Your assignment: Report each line of the entries below that includes "white".
*** Opening of Input ***
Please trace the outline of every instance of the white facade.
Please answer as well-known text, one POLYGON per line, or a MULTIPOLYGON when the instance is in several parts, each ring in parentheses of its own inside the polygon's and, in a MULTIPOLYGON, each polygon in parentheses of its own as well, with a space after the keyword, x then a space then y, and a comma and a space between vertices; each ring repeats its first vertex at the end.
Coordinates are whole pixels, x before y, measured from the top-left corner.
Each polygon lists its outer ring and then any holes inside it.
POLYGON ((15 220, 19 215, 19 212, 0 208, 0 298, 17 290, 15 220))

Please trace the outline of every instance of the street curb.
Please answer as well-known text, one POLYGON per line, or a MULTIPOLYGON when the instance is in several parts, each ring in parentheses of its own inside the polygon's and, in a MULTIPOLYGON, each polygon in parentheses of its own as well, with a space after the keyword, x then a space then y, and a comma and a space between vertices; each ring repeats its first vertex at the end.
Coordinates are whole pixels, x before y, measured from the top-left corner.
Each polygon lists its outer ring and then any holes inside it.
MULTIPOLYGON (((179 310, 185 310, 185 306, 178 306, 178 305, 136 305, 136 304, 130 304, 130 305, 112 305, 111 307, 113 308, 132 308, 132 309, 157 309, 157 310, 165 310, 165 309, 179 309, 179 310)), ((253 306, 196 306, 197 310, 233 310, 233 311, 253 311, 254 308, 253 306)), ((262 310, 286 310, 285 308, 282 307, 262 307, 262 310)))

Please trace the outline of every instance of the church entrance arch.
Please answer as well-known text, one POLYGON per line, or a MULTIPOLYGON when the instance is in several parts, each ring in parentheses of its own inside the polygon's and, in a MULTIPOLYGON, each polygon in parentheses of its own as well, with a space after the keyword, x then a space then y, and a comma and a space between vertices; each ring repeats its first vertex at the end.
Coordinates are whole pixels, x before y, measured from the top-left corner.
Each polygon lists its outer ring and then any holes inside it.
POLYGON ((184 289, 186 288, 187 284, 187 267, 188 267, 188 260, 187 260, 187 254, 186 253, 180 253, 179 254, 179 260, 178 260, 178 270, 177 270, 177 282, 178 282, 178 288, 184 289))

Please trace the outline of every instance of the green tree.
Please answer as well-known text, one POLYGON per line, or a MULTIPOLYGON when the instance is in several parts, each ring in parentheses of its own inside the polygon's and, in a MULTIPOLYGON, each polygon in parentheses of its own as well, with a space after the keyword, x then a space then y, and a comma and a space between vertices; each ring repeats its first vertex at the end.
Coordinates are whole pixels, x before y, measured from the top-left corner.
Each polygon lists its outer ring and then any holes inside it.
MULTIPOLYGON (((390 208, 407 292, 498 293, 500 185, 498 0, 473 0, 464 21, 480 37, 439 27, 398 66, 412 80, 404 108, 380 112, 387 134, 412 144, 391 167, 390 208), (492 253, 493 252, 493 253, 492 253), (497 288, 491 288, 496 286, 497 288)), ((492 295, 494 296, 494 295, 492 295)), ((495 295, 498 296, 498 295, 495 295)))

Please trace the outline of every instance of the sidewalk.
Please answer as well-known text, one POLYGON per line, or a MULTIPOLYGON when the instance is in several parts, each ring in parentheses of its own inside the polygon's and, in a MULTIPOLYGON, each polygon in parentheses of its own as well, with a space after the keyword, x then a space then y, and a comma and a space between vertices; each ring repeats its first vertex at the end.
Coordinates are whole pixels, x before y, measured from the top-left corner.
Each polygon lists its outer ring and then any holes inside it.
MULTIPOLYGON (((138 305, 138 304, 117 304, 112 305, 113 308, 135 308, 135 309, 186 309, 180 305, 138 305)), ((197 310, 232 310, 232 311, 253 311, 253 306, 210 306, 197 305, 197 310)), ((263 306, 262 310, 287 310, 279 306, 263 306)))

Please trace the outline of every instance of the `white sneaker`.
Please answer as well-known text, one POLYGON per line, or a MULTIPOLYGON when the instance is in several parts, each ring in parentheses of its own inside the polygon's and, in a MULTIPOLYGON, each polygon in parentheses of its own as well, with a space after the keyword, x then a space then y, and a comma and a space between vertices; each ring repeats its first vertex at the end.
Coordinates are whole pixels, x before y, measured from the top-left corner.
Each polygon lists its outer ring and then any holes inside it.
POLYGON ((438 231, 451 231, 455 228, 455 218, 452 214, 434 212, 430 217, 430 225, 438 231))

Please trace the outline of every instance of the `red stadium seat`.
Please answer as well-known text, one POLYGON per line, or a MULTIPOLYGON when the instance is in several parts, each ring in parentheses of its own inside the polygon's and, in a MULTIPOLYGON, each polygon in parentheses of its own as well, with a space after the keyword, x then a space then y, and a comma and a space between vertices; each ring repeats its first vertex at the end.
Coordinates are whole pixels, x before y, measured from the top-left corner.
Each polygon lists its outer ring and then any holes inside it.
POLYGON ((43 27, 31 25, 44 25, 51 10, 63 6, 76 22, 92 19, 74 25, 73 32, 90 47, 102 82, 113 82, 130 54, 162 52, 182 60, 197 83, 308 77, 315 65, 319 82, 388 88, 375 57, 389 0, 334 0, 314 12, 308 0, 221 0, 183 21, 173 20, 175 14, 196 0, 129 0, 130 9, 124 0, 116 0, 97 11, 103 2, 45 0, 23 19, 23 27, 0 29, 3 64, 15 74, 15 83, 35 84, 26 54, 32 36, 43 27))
*** Close of Input ***
Answer:
Please trace the outline of every instance of the white facade.
Please trace the outline of every instance of the `white sneaker`.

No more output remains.